Goal. Rescale the rows below by reproducing every line, requests included, with each coordinate in the responses multiplied by 2.05 and rounded to a whole number, halves rounded up.

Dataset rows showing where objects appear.
## begin
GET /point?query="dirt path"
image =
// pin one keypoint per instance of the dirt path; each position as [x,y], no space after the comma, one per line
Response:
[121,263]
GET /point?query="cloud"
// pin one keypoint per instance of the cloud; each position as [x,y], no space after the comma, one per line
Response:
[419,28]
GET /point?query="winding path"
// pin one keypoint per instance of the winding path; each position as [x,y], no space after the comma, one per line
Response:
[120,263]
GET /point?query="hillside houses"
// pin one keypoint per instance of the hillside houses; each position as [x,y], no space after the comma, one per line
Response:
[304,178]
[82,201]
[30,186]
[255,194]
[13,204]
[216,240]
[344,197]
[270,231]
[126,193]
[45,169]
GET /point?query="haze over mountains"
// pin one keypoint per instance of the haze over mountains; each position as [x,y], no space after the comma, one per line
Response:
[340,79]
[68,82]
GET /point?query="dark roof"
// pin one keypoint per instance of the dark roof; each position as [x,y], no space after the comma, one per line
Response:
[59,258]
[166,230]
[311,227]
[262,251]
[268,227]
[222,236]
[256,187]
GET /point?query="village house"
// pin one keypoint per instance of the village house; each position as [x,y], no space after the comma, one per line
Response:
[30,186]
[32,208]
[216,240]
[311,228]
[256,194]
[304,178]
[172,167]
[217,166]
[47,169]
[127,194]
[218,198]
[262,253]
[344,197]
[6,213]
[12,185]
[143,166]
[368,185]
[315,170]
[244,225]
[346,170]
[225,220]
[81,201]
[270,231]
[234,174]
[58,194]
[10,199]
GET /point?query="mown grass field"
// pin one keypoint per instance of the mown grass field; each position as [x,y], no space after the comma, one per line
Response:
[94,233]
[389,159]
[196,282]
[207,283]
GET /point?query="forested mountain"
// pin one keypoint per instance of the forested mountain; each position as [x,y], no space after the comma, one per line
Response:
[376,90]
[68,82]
## end
Exercise solution.
GET /point?query="dirt path"
image =
// pin one keypoint per instance of the dirt path; each position as [x,y], no space after the comma, one per line
Response:
[248,539]
GET /point?query="cloud"
// pin one keypoint per instance of the cloud; each position as [x,y], no space after the comma, one per line
Response:
[859,57]
GET /point?query="winding path"
// pin one keypoint per instance of the winding path; each position as [x,y], no space after the comma, one per line
Response:
[246,539]
GET /point?query="hillside houses"
// pin one keypoint per instance of the hillside houses; each position as [x,y], no space after the comma, one per line
Response:
[623,365]
[168,412]
[62,381]
[523,398]
[27,418]
[443,492]
[705,404]
[554,474]
[258,396]
[92,346]
GET /point?query="haze over mountains"
// pin one keypoint per instance of the haze over mountains; each position as [x,y], no space after the comma, one per line
Response:
[697,162]
[139,168]
GET /point?query="dark roof"
// pin one keypoint per instance of the dark roof; each position as [x,y], no space after the comma, one per line
Response:
[121,529]
[340,472]
[638,465]
[537,515]
[549,465]
[455,484]
[525,383]
GET /point?query="village house"
// pin one keypoint per instance of the village house; each position as [x,y], no space after the comma, one per line
Response:
[62,381]
[66,426]
[443,492]
[638,467]
[525,398]
[623,365]
[353,342]
[445,340]
[96,346]
[260,398]
[447,406]
[537,519]
[705,404]
[12,437]
[25,379]
[293,340]
[754,379]
[646,349]
[500,461]
[709,349]
[461,451]
[166,412]
[554,474]
[480,357]
[119,398]
[21,408]
GET /point?query="mown grass field"
// pin one keypoint per instance of the mown grass field; each position as [x,y], no space after the comma, one per line
Response:
[193,478]
[797,326]
[402,578]
[424,580]
GET /point?query="forested mountain"
// pin one keypoint per instance of the forested mountain; each position as [x,y], no space after the comma, one per line
Response:
[771,185]
[139,168]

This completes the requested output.